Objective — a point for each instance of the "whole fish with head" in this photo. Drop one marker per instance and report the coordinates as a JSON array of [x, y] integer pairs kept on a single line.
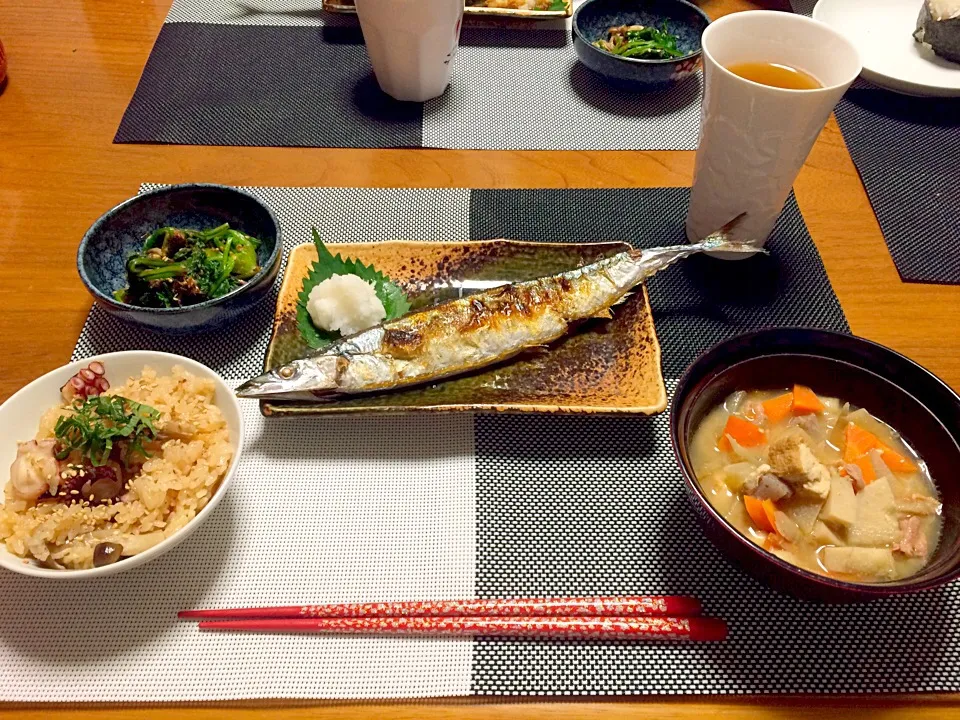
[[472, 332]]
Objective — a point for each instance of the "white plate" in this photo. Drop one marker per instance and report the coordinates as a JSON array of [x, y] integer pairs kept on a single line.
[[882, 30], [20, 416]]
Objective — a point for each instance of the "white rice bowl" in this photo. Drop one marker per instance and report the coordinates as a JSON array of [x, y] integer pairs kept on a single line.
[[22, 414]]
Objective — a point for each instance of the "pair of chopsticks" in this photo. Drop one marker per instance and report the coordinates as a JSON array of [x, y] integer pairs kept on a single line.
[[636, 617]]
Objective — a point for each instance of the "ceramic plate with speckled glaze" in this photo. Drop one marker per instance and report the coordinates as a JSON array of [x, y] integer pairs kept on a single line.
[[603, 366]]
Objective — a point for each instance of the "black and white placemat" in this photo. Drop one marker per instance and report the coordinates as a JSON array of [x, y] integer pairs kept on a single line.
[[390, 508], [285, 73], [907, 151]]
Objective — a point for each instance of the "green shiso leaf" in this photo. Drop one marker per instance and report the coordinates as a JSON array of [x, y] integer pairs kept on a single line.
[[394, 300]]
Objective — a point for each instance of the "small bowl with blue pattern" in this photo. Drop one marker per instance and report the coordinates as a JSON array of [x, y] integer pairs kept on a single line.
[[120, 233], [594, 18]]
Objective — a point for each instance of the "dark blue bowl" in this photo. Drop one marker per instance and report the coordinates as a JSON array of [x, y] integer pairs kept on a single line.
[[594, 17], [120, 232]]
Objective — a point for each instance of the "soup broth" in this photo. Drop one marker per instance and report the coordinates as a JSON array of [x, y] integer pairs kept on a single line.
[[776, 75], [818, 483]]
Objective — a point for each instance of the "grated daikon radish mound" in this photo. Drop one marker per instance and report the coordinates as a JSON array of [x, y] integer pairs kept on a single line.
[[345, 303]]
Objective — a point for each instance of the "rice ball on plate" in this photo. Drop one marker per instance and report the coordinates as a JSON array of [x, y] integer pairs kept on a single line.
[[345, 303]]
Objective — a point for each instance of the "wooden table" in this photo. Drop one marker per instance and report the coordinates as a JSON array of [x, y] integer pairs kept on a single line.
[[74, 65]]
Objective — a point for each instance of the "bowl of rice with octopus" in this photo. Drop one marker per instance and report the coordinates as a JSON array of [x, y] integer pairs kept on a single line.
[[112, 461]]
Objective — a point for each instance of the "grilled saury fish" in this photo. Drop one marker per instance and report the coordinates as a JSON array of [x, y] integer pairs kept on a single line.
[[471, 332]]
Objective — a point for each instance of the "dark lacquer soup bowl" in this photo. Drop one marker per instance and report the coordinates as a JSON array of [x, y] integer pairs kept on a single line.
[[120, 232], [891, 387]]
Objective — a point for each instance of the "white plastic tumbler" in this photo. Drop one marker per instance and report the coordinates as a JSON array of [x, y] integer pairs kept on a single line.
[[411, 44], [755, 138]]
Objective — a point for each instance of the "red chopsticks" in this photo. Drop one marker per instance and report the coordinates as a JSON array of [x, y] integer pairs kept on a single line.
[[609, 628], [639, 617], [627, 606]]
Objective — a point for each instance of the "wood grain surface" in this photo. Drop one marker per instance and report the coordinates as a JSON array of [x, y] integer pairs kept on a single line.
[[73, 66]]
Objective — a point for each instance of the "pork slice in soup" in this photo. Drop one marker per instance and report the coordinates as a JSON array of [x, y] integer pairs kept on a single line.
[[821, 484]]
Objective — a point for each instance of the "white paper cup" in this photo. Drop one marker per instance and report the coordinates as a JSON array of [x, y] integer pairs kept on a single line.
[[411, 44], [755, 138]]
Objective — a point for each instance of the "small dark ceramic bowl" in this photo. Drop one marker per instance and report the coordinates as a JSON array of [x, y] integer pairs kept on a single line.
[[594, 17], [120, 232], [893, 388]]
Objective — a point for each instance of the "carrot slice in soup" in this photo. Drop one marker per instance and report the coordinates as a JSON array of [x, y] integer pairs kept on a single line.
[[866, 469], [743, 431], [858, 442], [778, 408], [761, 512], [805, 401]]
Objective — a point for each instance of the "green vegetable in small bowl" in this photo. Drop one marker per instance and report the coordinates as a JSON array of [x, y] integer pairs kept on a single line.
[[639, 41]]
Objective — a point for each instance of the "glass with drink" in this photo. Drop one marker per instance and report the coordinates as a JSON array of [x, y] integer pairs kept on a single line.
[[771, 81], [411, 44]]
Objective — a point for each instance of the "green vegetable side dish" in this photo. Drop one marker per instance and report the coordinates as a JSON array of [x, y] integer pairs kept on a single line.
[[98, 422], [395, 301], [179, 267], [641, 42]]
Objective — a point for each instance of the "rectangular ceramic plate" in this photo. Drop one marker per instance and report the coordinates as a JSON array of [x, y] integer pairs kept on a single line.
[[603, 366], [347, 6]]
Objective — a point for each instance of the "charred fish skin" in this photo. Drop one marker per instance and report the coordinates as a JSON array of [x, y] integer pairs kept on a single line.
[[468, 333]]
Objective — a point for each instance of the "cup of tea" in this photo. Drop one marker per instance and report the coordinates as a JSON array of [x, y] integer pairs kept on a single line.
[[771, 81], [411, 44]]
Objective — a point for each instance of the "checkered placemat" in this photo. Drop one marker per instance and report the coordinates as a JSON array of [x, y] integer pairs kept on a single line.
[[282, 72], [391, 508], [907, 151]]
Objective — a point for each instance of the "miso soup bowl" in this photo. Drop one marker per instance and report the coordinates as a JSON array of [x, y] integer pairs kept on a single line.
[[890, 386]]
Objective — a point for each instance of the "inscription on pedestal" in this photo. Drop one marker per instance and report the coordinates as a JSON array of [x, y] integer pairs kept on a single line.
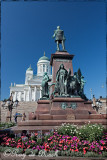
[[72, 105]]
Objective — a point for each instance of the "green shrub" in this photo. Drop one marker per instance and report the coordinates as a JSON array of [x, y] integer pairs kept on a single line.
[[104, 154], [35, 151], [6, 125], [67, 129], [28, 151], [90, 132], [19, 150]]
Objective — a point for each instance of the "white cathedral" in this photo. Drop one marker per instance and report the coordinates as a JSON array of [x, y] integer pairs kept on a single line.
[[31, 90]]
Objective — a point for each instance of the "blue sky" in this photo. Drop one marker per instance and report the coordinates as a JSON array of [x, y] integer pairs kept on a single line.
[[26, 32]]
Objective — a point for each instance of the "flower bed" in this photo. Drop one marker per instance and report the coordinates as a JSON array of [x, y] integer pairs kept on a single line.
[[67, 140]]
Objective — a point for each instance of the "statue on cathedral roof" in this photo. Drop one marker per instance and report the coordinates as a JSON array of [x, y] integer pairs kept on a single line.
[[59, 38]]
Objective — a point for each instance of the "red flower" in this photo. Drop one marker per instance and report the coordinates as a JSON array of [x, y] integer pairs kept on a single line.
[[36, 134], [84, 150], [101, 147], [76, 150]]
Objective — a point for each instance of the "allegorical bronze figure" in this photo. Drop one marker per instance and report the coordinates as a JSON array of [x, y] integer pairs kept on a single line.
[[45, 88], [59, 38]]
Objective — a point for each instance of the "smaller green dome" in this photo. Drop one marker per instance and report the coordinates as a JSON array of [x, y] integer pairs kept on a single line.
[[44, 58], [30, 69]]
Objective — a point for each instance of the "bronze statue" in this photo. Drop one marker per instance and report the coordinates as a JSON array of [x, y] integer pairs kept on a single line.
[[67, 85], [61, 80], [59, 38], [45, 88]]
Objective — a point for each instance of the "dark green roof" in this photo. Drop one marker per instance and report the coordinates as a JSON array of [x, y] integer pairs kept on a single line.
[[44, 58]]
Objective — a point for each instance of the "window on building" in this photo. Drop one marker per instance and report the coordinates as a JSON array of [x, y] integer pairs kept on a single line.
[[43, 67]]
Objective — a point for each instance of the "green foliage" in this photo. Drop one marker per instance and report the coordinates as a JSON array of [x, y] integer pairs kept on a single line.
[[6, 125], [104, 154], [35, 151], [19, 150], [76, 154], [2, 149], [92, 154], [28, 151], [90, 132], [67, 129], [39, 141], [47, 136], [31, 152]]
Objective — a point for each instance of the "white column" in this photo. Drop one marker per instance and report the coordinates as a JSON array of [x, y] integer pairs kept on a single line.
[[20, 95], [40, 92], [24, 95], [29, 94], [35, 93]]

*-*-*

• [Problem requirements]:
Rewrite the stretch from the start of the entries above through the line containing "[[472, 332]]" as a Markdown table with the columns "No." and "Line", giving each nonblank line its own numbered row. Leave the picture out.

• [Solution]:
| No. | Line |
|---|---|
| 1 | Objective — a point for each instance of the "whole fish with head" in this photo. Drop one marker per instance and report the coordinates as a JSON array of [x, y] integer pairs kept on a single line. |
| 2 | [[472, 332]] |